• Your instructions:
Return each entry exactly, with none missing.
————
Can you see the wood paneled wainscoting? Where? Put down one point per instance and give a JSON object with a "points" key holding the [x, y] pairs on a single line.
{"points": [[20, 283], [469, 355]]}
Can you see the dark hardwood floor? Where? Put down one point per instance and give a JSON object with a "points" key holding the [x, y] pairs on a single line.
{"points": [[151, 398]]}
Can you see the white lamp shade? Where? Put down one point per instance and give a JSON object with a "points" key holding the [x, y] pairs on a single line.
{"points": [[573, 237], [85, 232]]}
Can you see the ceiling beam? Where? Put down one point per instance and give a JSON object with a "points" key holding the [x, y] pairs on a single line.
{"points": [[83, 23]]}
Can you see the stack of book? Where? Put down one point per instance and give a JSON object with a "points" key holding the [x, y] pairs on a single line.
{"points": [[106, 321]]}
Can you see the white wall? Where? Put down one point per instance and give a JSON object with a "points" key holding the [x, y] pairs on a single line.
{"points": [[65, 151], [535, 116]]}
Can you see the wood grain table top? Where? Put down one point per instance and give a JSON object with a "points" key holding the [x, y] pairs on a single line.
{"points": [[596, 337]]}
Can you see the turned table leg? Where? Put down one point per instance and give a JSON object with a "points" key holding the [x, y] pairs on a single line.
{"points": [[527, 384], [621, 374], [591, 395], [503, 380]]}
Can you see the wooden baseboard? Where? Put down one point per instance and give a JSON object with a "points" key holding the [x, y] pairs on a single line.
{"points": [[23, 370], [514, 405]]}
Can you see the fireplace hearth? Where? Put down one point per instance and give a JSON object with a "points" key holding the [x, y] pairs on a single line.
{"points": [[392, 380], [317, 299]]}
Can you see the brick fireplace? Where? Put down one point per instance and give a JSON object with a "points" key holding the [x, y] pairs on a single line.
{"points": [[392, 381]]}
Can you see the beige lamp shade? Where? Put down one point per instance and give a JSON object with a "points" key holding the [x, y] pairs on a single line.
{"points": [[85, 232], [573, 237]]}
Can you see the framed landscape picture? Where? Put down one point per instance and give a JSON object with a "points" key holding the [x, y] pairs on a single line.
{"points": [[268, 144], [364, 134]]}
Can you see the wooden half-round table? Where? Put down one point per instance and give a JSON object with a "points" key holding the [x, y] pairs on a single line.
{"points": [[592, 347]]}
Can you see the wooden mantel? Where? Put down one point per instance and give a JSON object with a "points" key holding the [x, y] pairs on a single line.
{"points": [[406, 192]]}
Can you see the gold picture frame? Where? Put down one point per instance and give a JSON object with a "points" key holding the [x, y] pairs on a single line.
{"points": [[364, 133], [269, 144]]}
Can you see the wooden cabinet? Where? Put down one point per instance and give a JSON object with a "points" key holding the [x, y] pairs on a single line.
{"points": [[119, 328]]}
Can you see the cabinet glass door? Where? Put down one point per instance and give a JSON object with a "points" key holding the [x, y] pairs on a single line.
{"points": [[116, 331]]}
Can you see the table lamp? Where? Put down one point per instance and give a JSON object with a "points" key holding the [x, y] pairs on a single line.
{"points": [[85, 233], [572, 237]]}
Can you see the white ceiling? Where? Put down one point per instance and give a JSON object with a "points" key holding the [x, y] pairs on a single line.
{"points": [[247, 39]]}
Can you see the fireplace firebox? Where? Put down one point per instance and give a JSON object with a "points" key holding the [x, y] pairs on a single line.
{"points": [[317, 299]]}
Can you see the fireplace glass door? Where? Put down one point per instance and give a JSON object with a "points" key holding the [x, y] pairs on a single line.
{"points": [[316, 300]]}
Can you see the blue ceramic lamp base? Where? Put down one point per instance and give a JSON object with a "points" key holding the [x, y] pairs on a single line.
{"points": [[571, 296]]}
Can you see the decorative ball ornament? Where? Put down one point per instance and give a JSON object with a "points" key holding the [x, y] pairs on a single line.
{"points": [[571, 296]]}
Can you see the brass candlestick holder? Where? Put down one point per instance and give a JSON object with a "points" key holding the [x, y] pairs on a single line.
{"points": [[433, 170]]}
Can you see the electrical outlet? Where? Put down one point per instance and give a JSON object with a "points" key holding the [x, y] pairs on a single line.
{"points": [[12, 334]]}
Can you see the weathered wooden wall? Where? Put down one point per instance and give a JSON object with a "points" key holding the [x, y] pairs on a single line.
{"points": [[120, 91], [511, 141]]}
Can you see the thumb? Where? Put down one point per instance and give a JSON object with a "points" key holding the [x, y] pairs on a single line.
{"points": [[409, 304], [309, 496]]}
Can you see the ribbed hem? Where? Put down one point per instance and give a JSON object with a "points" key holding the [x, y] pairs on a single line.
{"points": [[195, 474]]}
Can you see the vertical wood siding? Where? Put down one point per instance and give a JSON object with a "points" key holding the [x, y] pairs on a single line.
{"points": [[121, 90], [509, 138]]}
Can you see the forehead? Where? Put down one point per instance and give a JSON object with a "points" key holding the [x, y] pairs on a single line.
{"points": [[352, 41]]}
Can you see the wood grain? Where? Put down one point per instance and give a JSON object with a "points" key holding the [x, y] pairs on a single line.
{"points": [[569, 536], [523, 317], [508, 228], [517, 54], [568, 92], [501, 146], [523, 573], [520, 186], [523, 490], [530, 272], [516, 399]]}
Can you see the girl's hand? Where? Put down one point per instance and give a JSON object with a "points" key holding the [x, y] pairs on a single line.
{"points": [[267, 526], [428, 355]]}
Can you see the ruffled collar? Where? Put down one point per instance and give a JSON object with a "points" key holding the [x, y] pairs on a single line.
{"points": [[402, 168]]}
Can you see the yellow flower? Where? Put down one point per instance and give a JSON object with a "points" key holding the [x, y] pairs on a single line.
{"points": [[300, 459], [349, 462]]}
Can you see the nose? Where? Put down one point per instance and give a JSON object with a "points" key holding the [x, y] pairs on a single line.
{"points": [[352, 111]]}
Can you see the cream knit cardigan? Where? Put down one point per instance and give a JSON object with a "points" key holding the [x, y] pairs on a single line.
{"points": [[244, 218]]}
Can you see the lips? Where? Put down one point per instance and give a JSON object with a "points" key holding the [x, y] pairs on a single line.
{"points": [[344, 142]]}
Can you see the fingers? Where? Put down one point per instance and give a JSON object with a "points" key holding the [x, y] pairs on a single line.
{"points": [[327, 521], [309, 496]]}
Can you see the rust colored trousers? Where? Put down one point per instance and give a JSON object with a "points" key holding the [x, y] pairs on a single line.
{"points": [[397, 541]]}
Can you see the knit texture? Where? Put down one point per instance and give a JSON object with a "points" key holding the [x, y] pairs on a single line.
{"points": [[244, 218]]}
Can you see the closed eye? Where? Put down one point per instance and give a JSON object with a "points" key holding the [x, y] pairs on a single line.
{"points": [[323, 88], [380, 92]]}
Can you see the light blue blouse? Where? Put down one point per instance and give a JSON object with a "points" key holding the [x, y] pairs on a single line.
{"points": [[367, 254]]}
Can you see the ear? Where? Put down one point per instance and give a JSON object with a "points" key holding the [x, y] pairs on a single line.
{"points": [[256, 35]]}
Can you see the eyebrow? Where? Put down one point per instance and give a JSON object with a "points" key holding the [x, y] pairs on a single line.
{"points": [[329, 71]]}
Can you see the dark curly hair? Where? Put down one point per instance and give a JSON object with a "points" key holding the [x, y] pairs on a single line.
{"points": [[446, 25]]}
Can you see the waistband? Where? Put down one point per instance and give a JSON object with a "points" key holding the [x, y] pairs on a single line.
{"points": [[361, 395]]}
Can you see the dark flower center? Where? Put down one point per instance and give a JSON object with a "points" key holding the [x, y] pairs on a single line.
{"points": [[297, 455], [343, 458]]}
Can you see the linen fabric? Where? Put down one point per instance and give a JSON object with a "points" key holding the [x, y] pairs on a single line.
————
• In response:
Can you see the wood paneled wainscoting? Where? Put down one point per instance and give a JSON object with a "points" key holding the [x, y] pairs on a single line.
{"points": [[20, 283], [469, 355]]}
Can you see the dark hardwood floor? Where? Put down one point per instance and give a JSON object with a "points" key holding the [x, y] pairs on a single line.
{"points": [[151, 398]]}
Can you see the white lamp shade? Where? Put down one point per instance and give a JSON object with a "points" key holding the [x, y] pairs on a single line.
{"points": [[573, 237], [85, 232]]}
Can you see the ceiling beam? Where? Put down one point per instance and give a JSON object with a "points" key holding the [x, y] pairs on a single line.
{"points": [[83, 23]]}
Can you see the stack of book? Where? Put down one point per instance and give a JSON object with a "points" key holding the [x, y] pairs on a single line.
{"points": [[106, 321]]}
Can you see the white wall? Where? Put down one point per instance and give a JSON object with a "points" key holding the [x, y] pairs on a single line.
{"points": [[65, 151], [535, 116]]}
Can you see the wood grain table top? Where? Put down one point per instance and give a JSON object with a "points" key holding the [x, y] pairs on a single line.
{"points": [[596, 337]]}
Can you see the turned table leg? Where? Put down one point per instance and give a JSON object with a "points" key holding the [x, y] pairs on a single line.
{"points": [[527, 384], [621, 374], [591, 395], [503, 380]]}
Can you see the wooden baseboard? Where? Put down one point per instance and give a JSON object with a "points" key holding the [x, y] pairs on a single line.
{"points": [[23, 370], [514, 405]]}
Can you see the fireplace hearth? Where? Put down one point per instance and give a JSON object with a "points" key holding the [x, y] pairs on a single line.
{"points": [[392, 380], [317, 299]]}
Can you see the brick fireplace? Where? Put down one point per instance and give a JSON object with a "points" key holding the [x, y] pairs on a single line.
{"points": [[392, 381]]}
Can you see the beige lamp shade? Where? Put down one point per instance and give a JSON object with a "points" key holding the [x, y] pairs on a single line.
{"points": [[85, 232], [573, 237]]}
Can you see the framed landscape picture? Where? Put down one point per instance and give a JSON object with a "points" key holding the [x, y] pairs on a single line.
{"points": [[268, 144], [364, 134]]}
Can you see the wooden half-round table? Where? Put down one point per instance and give a JSON object with a "points" key holding the [x, y] pairs on a single line.
{"points": [[592, 347]]}
Can you see the wooden mantel? Where? Put down one point per instance and give a JSON object with a "points" key holding the [x, y] pairs on a single line.
{"points": [[406, 192]]}
Can you see the gold picture frame? Where? Put down one point per instance and give a JSON object with a "points" key holding the [x, y] pairs on a single line.
{"points": [[364, 133], [269, 144]]}
Can you see the wooden cabinet? Where? Put down one point per instance and give a JSON object with a "points" key holding the [x, y] pairs on a single line.
{"points": [[119, 328]]}
Can you see the cabinet glass door? Where? Put down one point per instance and give a JSON object with a "points" key holding the [x, y] pairs on a single line.
{"points": [[116, 331]]}
Can you see the table lamp? Where? Put down one point per instance and give a JSON object with a "points" key holding the [x, y] pairs on a single line.
{"points": [[85, 233], [572, 237]]}
Can you see the white ceiling? Where? Put down one point per instance and give a JSON object with a "points" key holding the [x, y] pairs on a single line.
{"points": [[247, 39]]}
Can you see the fireplace firebox? Where? Put down one point per instance and give a JSON object with a "points" key holding the [x, y] pairs on a single line.
{"points": [[317, 299]]}
Can you see the fireplace glass door? Where? Put down one point per instance and give a JSON object with a "points" key holding the [x, y] pairs on a single line.
{"points": [[316, 300]]}
Can you see the blue ceramic lamp base? Where? Put down one point per instance and give a JSON object with a "points" key holding the [x, y] pairs on a single line.
{"points": [[571, 296]]}
Can you see the decorative ball ornament? Where? Put down one point per instance and give a JSON object with a "points" key holding the [x, y] pairs on a single line.
{"points": [[571, 296]]}
Can you see the brass candlestick holder? Where? Put down one point per instance and give a JSON object with a "points" key holding the [x, y] pairs on a single line.
{"points": [[433, 170]]}
Can you see the electrical outlet? Where? Put down one point per instance and give a JSON object with a "points" key holding the [x, y] pairs on a single line.
{"points": [[12, 334]]}
Can you see the weathered wooden wall? Where? Put down one point per instance and give a JSON object with a "points" key holding the [x, y] pairs on a single line.
{"points": [[120, 91], [511, 141]]}
Can you see the thumb? Where? Put down one point per instance and give a JSON object with a "points" key holding the [x, y] pairs on a single line.
{"points": [[409, 304], [309, 496]]}
Can you see the ribbed hem? Where? Put down one point per instance and give a JSON object with a "points" key holding the [x, y] pairs on a single line.
{"points": [[195, 474]]}
Can you see the vertical wood siding? Where? Put down one point per instance and give a JSON object with a "points" key holding the [x, y] pairs on a single line.
{"points": [[121, 90], [509, 138]]}
Can you see the forehead? Where? Put down one point per instance and give a JSON object with a "points" key holding the [x, y] pairs on a single line.
{"points": [[352, 41]]}
Can you see the wood grain? Where? Put down one point per instance and give a JSON object with a "points" key holding the [x, y] pairs on a single line.
{"points": [[569, 536], [523, 317], [508, 228], [517, 54], [568, 92], [501, 146], [523, 573], [520, 186], [523, 490], [530, 272], [516, 399]]}
Can you see the girl's hand? Where? Put down one point per instance and give a JSON object with a "points" key holding the [x, y] pairs on a single line.
{"points": [[267, 526], [428, 355]]}
Can you see the ruffled collar? Where? Put down one point per instance and give a JSON object with a "points" key holding the [x, y] pairs on a single line.
{"points": [[402, 168]]}
Can you see the yellow flower? Where? Put down one point per instance and give a JSON object with a "points" key holding the [x, y] pairs on a single line.
{"points": [[300, 459], [349, 462]]}
Can you see the nose? Where? Put down one point per instance and give a JSON object with a "points" key holding the [x, y] pairs on a single line.
{"points": [[352, 111]]}
Can you see the cream knit cardigan? Where? Put down one point per instance and give a JSON object with a "points" key holding the [x, y] pairs on a single line.
{"points": [[244, 218]]}
Can you see the lips? Where? Put down one point per instance and give a JSON object with a "points" key holding the [x, y] pairs on a single line.
{"points": [[344, 142]]}
Can you see the fingers? Where? Put down one point per instance and give a JSON object with a "points" key holding the [x, y] pairs on a single line.
{"points": [[327, 521], [309, 496]]}
Can you see the rust colored trousers? Where? Put down one point per instance and give a JSON object with a "points" key holding the [x, y] pairs on a single line.
{"points": [[397, 541]]}
Can you see the knit texture? Where? Put down one point per instance and give a JSON object with a "points" key holding the [x, y] pairs on a single line.
{"points": [[244, 218]]}
Can you see the closed eye? Where? Put down one point per instance and give a JSON object with a "points" key holding the [x, y] pairs on a single line.
{"points": [[323, 88], [380, 92]]}
Can you see the light blue blouse? Where? Put down one point per instance and give a JSON object with a "points" key holding the [x, y] pairs on a single line.
{"points": [[367, 254]]}
Can you see the ear? Where? Put down one point per instance and give a JSON object with a "points" key holding the [x, y] pairs on a single line.
{"points": [[256, 35]]}
Can you see the eyebrow? Where? Put down one point per instance and give a JSON object with a "points" key holding the [x, y] pairs on a single line.
{"points": [[329, 71]]}
Can you see the dark curly hair? Where? Put down one point per instance and give a JSON object with a "points" key holding the [x, y] pairs on a single line.
{"points": [[446, 25]]}
Can you see the waistband? Where? Put down one point per instance and give a JSON object with a "points" key holding the [x, y] pairs on a single line.
{"points": [[361, 395]]}
Can you see the dark flower center? Where? Put down one point per instance and give a JSON object with a "points" key holding the [x, y] pairs on a single line.
{"points": [[297, 455], [343, 458]]}
Can you see the linen fabric? Where? Put down one point per instance and give a JSON object with a "points" key holding the [x, y] pairs on a single line.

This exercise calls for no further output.